━━━ TEXT SHOWN
In order to achieve highly reliable long-term device operation, some research groups have examined inorganic gate insulators and passivation films layered on IGZO thin films, which are fabricated using a high-temperature process3,4. However, IGZO TFTs have demonstrated rather poor characteristics and a degradation from their initial performance as a result of electron trap or carrier generation due to the adsorption of oxidation or hydrogen from the atmosphere5,6. To avoid these problems, a high-quality passivation film on the channel has been considered in order to reduce oxidation and hydrogen adsorption. In addition, introducing a top-gate structure to TFTs with high-quality gate insulators can address these issues because the gate insulator film acts as a passivation film. In order to further optimise the devices, numerous combinations of semiconductors and dielectrics are being extensively tested because the interfacial phenomena are crucial to determining their long-term stability. However, IGZO TFTs still have the problem of threshold voltage (Vth) shifts that result from the electrical stress caused by the applied voltage7,8.
━━━━━━
- **PROMPT A**:
List every abbreviation that appears in the text on IGZO thin-film transistors.
The text on IGZO transistors and the records that follow are unrelated material.
━━━ GIVEN INFORMATION
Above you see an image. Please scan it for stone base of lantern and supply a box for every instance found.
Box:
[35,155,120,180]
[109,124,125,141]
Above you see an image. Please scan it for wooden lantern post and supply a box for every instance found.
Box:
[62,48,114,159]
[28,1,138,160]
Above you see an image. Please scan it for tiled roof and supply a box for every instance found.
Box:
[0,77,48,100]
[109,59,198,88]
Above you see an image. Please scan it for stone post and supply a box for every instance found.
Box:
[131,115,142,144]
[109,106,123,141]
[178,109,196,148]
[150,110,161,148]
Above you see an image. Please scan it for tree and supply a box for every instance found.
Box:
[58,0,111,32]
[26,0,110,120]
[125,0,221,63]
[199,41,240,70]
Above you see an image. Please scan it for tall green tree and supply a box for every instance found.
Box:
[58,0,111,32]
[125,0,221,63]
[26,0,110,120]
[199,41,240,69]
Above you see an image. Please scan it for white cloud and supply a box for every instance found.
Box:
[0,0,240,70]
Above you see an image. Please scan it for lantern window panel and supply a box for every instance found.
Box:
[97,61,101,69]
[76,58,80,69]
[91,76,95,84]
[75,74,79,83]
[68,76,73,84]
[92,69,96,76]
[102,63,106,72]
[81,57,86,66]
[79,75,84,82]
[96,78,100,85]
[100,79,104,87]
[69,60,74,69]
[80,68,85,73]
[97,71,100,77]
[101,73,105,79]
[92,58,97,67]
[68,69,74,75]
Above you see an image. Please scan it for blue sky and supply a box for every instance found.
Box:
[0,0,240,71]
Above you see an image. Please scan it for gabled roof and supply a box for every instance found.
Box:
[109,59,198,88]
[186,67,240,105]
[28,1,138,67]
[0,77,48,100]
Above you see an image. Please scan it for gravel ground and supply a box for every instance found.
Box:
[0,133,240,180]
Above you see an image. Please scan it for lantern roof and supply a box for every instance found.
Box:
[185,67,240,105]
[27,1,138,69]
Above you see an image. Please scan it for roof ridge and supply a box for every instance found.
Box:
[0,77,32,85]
━━━━━━
- **PROMPT B**:
Rewrite the part of the records that opens with the line containing "Above you see an image. Please scan it for blue" and closes with the line containing "[0,133,240,180]", replacing "every" with "each" and leaving everything else unchanged.

- **TASK RESPONSE A**:
IGZO, TFTs, Vth

- **TASK RESPONSE B**:
Above you see an image. Please scan it for blue sky and supply a box for each instance found.
Box:
[0,0,240,71]
Above you see an image. Please scan it for gabled roof and supply a box for each instance found.
Box:
[109,59,198,88]
[186,67,240,105]
[28,1,138,67]
[0,77,48,100]
Above you see an image. Please scan it for gravel ground and supply a box for each instance found.
Box:
[0,133,240,180]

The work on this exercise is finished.